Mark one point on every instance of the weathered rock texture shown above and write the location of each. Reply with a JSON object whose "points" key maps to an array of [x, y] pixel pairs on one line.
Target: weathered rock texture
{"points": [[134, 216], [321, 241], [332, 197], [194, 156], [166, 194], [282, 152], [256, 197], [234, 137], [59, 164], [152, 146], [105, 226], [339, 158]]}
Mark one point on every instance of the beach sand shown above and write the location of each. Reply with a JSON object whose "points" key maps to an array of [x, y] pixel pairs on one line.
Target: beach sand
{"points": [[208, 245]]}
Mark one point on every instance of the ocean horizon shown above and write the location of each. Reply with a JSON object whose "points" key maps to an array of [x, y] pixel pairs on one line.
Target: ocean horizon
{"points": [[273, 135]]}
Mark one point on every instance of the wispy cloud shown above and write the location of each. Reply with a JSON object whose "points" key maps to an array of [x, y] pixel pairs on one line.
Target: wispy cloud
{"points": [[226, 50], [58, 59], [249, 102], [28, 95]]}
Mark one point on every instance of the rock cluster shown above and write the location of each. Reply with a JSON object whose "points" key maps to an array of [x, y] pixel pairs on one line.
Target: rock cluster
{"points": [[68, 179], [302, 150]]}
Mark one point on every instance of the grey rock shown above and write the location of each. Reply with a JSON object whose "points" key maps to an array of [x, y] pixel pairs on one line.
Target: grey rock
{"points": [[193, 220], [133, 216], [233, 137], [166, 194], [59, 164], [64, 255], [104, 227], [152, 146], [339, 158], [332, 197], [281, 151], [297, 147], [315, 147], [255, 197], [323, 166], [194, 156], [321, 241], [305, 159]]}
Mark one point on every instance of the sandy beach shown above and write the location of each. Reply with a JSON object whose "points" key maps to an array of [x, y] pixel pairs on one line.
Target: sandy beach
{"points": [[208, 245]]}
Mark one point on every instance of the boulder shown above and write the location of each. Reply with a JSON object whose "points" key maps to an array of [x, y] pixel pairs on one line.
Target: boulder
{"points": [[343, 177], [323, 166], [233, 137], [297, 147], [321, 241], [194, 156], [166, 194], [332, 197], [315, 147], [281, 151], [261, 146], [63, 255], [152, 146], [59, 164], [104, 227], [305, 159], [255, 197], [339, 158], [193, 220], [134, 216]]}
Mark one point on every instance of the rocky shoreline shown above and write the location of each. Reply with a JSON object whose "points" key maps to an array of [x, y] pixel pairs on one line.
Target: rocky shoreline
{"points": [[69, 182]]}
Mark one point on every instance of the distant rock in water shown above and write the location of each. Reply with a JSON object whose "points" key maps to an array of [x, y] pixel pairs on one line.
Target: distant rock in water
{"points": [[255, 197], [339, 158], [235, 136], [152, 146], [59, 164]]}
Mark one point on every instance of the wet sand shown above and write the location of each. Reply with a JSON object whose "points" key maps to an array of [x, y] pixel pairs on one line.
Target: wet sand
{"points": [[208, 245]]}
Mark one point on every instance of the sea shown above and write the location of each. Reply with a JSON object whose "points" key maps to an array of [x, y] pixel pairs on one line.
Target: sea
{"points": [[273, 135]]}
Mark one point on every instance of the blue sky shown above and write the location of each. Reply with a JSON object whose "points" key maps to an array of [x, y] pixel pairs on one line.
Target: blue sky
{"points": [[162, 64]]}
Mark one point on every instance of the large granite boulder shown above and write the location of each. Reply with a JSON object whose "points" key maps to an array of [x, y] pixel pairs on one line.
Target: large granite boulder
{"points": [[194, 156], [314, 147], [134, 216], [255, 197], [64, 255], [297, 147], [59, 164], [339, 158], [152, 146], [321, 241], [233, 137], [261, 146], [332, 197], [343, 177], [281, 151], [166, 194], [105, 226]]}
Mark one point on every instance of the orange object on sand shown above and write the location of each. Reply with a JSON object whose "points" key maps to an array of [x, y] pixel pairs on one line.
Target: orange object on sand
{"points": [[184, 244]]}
* * *
Set down all of the rows above again, copying each line word for word and in the same order.

Problem solution:
Mark one point on every instance of the weathered rock texture shown above and write the location of each. Reply with a JSON object whose "points" key maps to an array of [x, y] pixel pairs on one line.
Target: weathered rock texture
{"points": [[134, 216], [321, 241], [332, 197], [194, 156], [166, 194], [282, 152], [256, 197], [234, 137], [59, 164], [152, 146], [105, 226], [339, 158]]}
Mark one point on every instance of the beach sand shown above and write the location of each. Reply with a JSON object whose "points" key maps to an array of [x, y] pixel pairs on one line.
Target: beach sand
{"points": [[208, 245]]}
Mark one point on every instance of the ocean horizon shown above and write the location of each. Reply with a JSON object whose "points" key maps to an array of [x, y] pixel pairs on one line.
Target: ocean horizon
{"points": [[273, 135]]}
Mark one point on every instance of the wispy cloud shown above and write the location of each. Reply with a JSON object whose "points" key maps to an array of [x, y] pixel pairs on one line.
Target: wispy cloud
{"points": [[226, 50], [58, 59], [249, 102], [28, 95]]}
Mark one point on every instance of the rock cluster shown above and write the location of each. Reply with a JSON object whose "points" key maps to an array of [x, y] pixel pairs on one line.
Target: rock cluster
{"points": [[68, 179], [302, 150]]}
Mark one point on every instance of the grey rock shown above and write the location of each. Reply with a JSON object whose "points" key maps to an array of [x, y] pixel pairs on one line.
Target: grey rock
{"points": [[193, 220], [133, 216], [233, 137], [166, 194], [59, 164], [64, 255], [104, 227], [152, 146], [339, 158], [332, 197], [281, 151], [297, 147], [315, 147], [255, 197], [323, 166], [194, 156], [321, 241], [305, 159]]}
Mark one point on every instance of the sandy beach shown above and write the location of each. Reply with a JSON object whose "points" key maps to an array of [x, y] pixel pairs on one line.
Target: sandy beach
{"points": [[208, 245]]}
Mark one point on every instance of the boulder shown above and write the location of each. Reply with a JSON object whose "points" key maps to an array of [x, y] pixel pairs on one line.
Target: boulder
{"points": [[343, 177], [323, 166], [233, 137], [297, 147], [321, 241], [194, 156], [166, 194], [332, 197], [315, 147], [281, 151], [261, 146], [63, 255], [152, 146], [59, 164], [104, 227], [305, 159], [255, 197], [339, 158], [193, 220], [134, 216]]}
Mark one point on every instance of the rocky shoreline shown above and write the location of each. Reply with a JSON object whose "points" key maps to an array of [x, y] pixel pairs on one line.
Target: rocky shoreline
{"points": [[69, 182]]}
Mark one point on every instance of the distant rock in water shown above and write the location of each. Reply with a JSON object whose "points" key maps to an array of [x, y] pixel pairs on one line.
Target: distant rock in water
{"points": [[255, 197], [339, 158], [235, 136], [152, 146], [59, 164]]}
Mark one point on every instance of the wet sand shown above and write the location of each. Reply with a JSON object whose "points" key maps to an array of [x, y] pixel pairs on one line.
Target: wet sand
{"points": [[208, 245]]}
Mark one point on every instance of the sea shown above and write the location of each. Reply with a JSON object whose "points" key maps to an array of [x, y] pixel pairs on one line.
Target: sea
{"points": [[273, 135]]}
Mark one point on every instance of the blue sky shown above and write the location of each. Reply with a JSON object whose "points" key maps to an array of [x, y] pixel pairs on one line.
Target: blue sky
{"points": [[162, 64]]}
Mark one point on every instance of the large granite boulder shown above and write the location of each. Reply with a JSON object whose "points" key maps to an array of [x, y] pixel pairs on one line.
Target: large granite boulder
{"points": [[194, 156], [314, 147], [134, 216], [255, 197], [64, 255], [297, 147], [59, 164], [339, 158], [152, 146], [321, 241], [233, 137], [261, 146], [332, 197], [343, 177], [281, 151], [166, 194], [105, 226]]}
Mark one point on every instance of the orange object on sand shown above and write the location of each. Reply with a JSON object whose "points" key maps to an array of [x, y] pixel pairs on one line.
Target: orange object on sand
{"points": [[184, 244]]}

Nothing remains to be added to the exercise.